Instruction — Pick out each line in the listing below that contains the string "evenodd", and copy it. Matching is case-sensitive.

....................

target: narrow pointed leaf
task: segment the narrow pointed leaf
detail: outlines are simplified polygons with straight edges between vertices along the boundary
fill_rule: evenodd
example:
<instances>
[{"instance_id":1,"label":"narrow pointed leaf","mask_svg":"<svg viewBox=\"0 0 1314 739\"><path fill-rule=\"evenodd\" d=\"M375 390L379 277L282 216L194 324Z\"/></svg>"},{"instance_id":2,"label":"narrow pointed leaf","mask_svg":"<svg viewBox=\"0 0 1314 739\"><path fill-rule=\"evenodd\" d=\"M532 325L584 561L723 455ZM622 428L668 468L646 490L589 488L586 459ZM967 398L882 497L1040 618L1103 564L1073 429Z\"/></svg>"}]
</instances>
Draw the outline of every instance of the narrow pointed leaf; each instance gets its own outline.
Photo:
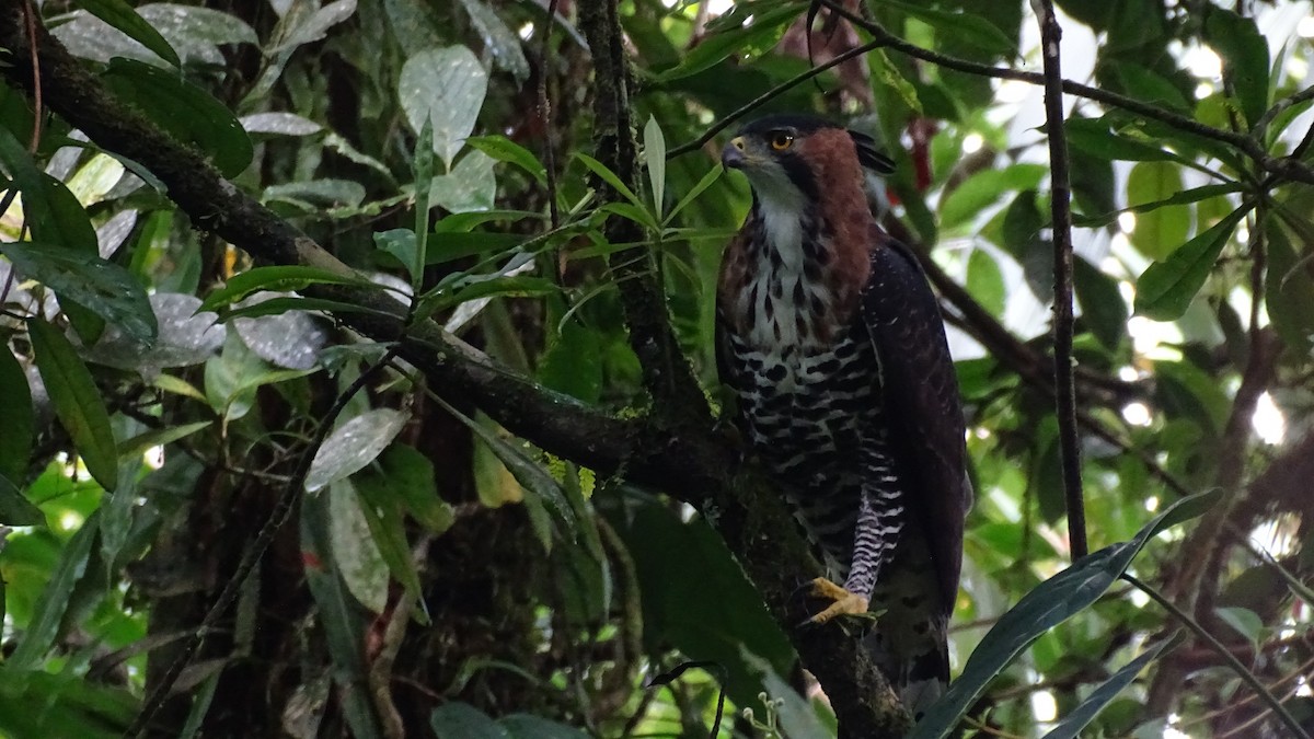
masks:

....................

Correct answer —
fill_rule: evenodd
[{"instance_id":1,"label":"narrow pointed leaf","mask_svg":"<svg viewBox=\"0 0 1314 739\"><path fill-rule=\"evenodd\" d=\"M375 390L379 277L282 216L194 324Z\"/></svg>"},{"instance_id":2,"label":"narrow pointed leaf","mask_svg":"<svg viewBox=\"0 0 1314 739\"><path fill-rule=\"evenodd\" d=\"M532 325L584 561L723 455ZM622 428L668 468L646 490L589 488L586 459ZM967 398L882 497L1040 618L1103 564L1073 429Z\"/></svg>"}]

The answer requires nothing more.